→ EXERCISE INSTRUCTIONS
Write the data out again, character for character, with no images.

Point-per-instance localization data

»»

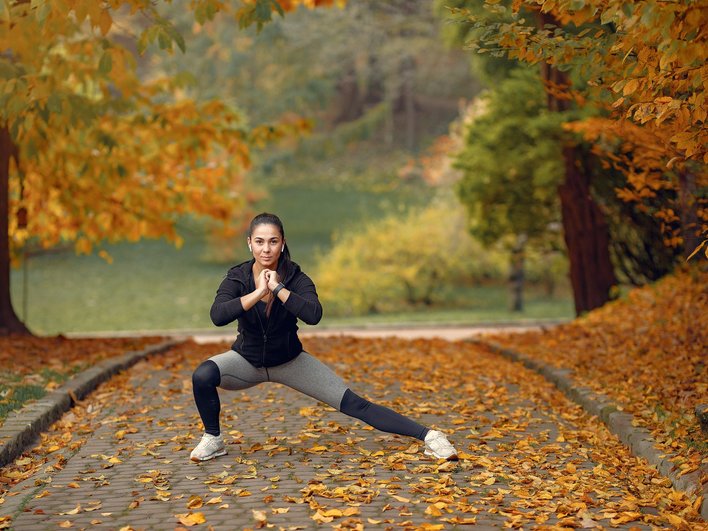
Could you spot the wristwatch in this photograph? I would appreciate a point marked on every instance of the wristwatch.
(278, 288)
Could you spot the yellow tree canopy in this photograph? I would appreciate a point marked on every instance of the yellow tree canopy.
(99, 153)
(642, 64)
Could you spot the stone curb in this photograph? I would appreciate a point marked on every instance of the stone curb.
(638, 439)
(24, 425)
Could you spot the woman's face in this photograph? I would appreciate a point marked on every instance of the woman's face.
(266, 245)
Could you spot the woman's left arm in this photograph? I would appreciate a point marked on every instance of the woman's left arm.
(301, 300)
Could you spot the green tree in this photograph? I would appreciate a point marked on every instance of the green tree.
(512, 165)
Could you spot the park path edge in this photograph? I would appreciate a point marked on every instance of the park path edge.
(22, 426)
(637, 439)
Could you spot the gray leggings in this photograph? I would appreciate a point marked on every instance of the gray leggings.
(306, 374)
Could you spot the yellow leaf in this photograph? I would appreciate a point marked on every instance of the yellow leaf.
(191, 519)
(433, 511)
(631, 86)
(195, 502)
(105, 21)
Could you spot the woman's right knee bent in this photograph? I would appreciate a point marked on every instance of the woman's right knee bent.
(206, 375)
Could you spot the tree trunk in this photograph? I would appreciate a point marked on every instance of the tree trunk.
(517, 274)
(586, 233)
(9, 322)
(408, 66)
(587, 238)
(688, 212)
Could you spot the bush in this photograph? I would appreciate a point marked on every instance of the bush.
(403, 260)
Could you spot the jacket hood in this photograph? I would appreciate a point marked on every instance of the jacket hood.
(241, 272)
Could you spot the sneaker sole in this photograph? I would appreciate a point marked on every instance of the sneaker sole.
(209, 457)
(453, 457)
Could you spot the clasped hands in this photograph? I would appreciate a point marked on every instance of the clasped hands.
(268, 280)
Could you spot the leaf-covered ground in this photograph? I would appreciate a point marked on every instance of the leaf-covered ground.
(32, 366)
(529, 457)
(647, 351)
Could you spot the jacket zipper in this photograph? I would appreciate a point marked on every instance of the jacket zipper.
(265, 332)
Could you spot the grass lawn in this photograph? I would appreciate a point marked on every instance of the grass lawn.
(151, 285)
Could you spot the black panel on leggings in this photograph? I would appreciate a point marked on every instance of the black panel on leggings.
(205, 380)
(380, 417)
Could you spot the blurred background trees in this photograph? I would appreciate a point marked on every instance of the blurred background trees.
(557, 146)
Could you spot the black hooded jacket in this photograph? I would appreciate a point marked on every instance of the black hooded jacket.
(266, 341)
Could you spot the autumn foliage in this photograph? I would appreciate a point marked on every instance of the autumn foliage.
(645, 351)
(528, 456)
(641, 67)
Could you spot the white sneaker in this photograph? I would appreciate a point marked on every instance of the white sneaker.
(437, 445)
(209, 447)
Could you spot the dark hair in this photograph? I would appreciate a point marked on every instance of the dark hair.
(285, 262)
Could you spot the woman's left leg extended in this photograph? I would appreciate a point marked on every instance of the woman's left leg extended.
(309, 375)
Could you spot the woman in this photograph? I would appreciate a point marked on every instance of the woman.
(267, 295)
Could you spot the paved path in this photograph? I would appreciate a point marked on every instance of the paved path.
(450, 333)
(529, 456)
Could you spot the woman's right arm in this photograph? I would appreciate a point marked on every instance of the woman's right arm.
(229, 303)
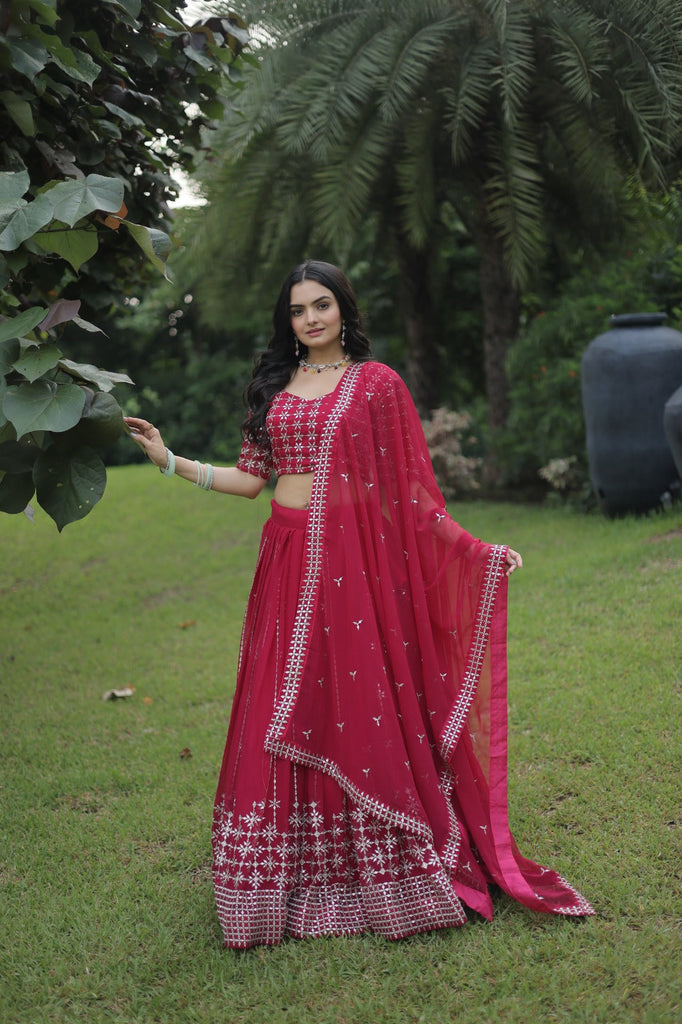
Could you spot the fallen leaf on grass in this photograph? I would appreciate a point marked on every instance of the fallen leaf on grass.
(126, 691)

««

→ ANSWER TO THIS EXERCISE
Could you spot the wristwatch in this photograph? I would appreciate a point marked on every instance of the wristwatch.
(278, 288)
Could you spot the yellow tree canopy in this photograph? I would appreciate a point marked on every instance of the yellow tree canopy.
(99, 153)
(642, 64)
Could you spot the stone curb in this photograph? I would appreciate a point marked on every instance of the stone curb.
(638, 439)
(24, 425)
Could you spot the woman's face in this photograph? I would appreciate a point marked on every instance of the woman's face.
(266, 245)
Could you spot the woman's left arm in this photograph? I would appreciate a point marked on every instance of the woman's left arm.
(301, 300)
Could you spot the green tree in this photograph? I would appreciate a point marked on every instance of the green tree.
(512, 165)
Could you spot the park path edge in this photograph? I would appreciate a point marked on every instance of the park path edge.
(22, 426)
(637, 439)
Could you spot the gray leggings in this photograph? I would appreciate a point marked on every instance of the gray leggings.
(306, 374)
Could you spot the yellow leaf in this photograph? I would appreciate a point marked on every instance of the yellow leaf.
(191, 519)
(433, 511)
(631, 86)
(195, 502)
(105, 21)
Could you spot the woman's right knee bent in this photograph? I would appreciate a point marked on every instance of the woman's right knee bent.
(206, 375)
Could you spot the tree trunk in this photograph? I would appreciate a point marked on every instance of the tree trunk.
(517, 274)
(586, 233)
(9, 322)
(408, 66)
(587, 238)
(688, 212)
Could you spot the bush in this photograph? I would appreciate a point marked on every instance of the bush.
(403, 260)
Could you spot the jacket hood in this photograph? I would appreciate a point marked on every instance of the jacket hood.
(241, 272)
Could you spot the sneaker sole in this photograph? I would appreciate a point marked on every instance of the sneaker sole.
(209, 457)
(453, 457)
Could you spot the clasped hands in this photograph? I would appreciate a point marked on every instance of the clasped hands.
(268, 280)
Could you spot the leaf-covered ground in this photograph? I would appreciate a point marked on every instance of the leaf-covered ground.
(32, 366)
(529, 457)
(647, 351)
Could you spot the jacket zipper in this photograph? I would appreciate a point marked on every instance of the jacket zipper.
(265, 332)
Could you spot the grass lawn in this photograph? I would appreciate a point marked on every instance of the grass lawn.
(151, 285)
Could you spot the black panel on leggings in this photograph? I would appreciate a point marked on every instance of the black panel on leggings.
(205, 380)
(380, 417)
Could you spot the blurred background trees in this photograph? I would appreciate a point marked on every instance of the blurred background trees.
(557, 146)
Could you spot the black hooded jacket in this photograph? I would appreciate a point marked on every instance of the black hooded jacket.
(266, 341)
Could you spot the autumn foliage in this photograph? I would appreciate a point marked on every instance of the autumn foliage.
(645, 351)
(528, 456)
(641, 67)
Could you spot the white sneaker in this photograph? I would appreciate a point marked on every instance of the white sneaker.
(437, 445)
(209, 447)
Could you spot the dark hair in this photograph? I would appreciate a point marked on every instance of the dark hair.
(285, 262)
Could you spot the woman's left leg extended in this photograph? I would appreciate a point marked on every instance of the woman's left leg extended.
(309, 375)
Could you spot the woman in this photograph? I would appreciate a point marked on every instance of the woman.
(267, 295)
Could you spot the paved path in this photograph? I would appreciate a point marked on every instance of the paved path.
(450, 333)
(529, 456)
Could you spot the woman's right arm in this photograph? I would appreciate a point marked on every instance of the woman's right arm.
(229, 303)
Could you spot the fallen leaf on grass in this photograph? I would appreciate a point marked on every instance of the fallen leaf on grass.
(126, 691)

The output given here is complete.